[Location identification entries]
++++++++
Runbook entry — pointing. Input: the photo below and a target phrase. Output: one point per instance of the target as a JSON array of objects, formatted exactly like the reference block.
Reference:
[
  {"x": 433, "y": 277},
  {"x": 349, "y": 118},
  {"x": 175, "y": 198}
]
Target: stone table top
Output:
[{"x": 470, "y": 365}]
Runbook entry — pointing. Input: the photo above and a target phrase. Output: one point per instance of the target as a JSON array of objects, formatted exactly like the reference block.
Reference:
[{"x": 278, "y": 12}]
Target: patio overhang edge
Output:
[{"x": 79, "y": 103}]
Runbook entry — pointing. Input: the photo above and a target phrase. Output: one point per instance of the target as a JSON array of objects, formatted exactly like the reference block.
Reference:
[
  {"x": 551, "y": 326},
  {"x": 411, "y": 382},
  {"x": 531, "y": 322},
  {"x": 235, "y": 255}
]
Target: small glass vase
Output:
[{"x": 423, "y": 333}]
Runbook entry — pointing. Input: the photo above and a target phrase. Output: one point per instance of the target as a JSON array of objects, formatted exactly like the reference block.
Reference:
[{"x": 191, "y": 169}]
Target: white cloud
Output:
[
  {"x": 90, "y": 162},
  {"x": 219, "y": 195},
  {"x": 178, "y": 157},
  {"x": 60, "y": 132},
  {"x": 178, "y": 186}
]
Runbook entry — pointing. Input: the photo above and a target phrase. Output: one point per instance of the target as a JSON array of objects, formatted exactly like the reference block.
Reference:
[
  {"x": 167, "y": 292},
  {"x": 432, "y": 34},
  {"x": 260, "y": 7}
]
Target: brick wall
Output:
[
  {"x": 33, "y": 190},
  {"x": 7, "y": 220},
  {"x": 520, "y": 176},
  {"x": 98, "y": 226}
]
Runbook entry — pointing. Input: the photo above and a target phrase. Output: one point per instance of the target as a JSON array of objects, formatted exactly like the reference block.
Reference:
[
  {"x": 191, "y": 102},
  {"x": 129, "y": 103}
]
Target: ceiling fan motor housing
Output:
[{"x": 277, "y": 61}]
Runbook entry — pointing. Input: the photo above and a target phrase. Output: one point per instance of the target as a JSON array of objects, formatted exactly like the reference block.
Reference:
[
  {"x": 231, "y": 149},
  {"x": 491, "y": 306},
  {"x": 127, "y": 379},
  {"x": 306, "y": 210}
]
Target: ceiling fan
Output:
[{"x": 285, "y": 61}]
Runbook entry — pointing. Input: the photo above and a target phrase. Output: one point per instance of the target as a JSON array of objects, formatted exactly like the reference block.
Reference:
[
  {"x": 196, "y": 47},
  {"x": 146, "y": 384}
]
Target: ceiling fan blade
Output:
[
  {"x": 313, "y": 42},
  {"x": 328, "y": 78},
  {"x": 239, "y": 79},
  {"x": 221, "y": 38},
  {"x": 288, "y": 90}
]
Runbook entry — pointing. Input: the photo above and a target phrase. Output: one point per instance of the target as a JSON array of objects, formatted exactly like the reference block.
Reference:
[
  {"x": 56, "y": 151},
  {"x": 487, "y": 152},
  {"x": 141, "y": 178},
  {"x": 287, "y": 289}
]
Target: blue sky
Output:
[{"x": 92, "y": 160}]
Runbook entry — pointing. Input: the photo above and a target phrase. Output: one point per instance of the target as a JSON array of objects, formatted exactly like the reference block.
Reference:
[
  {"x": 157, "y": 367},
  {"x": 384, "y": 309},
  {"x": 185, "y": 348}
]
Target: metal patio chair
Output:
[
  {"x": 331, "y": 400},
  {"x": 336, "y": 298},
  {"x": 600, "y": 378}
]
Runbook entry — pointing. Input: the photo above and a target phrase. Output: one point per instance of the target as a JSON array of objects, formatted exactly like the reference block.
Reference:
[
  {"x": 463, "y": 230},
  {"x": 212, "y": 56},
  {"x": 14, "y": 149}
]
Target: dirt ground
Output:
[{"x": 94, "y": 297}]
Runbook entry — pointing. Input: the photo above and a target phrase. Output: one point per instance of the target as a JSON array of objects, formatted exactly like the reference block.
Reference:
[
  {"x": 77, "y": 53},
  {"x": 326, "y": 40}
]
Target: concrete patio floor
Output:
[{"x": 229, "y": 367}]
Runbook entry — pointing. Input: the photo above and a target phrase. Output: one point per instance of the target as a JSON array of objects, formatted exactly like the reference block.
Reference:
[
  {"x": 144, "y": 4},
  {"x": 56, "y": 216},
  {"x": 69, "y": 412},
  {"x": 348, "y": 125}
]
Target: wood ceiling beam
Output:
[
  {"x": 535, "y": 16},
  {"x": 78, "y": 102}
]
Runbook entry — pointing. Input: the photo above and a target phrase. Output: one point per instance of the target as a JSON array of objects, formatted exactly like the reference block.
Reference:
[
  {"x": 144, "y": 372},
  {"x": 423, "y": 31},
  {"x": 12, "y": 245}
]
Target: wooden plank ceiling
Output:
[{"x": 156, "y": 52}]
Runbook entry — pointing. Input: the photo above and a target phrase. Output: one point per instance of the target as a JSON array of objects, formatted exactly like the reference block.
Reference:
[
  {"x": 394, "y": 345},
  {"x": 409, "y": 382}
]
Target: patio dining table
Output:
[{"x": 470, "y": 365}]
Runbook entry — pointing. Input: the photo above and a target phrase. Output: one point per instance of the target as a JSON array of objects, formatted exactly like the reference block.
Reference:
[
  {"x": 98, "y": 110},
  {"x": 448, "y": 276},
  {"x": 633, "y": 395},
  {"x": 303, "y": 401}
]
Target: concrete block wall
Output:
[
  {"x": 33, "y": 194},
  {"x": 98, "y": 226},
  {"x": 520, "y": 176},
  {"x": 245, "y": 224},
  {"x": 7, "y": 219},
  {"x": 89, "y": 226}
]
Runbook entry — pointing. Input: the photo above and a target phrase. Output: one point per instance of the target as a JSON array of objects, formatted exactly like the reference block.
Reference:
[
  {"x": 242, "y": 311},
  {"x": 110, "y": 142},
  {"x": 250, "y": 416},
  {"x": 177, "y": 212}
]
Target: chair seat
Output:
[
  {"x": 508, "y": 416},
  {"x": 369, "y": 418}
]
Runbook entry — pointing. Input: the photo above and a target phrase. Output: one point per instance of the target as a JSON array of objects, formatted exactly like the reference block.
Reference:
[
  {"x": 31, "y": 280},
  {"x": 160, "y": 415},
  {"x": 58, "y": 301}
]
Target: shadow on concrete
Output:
++++++++
TO BE DONE:
Find every line in the records above that contains the string "table", and copy each of those lines verbatim.

EXERCISE OUTPUT:
Target: stone table top
Target: patio dining table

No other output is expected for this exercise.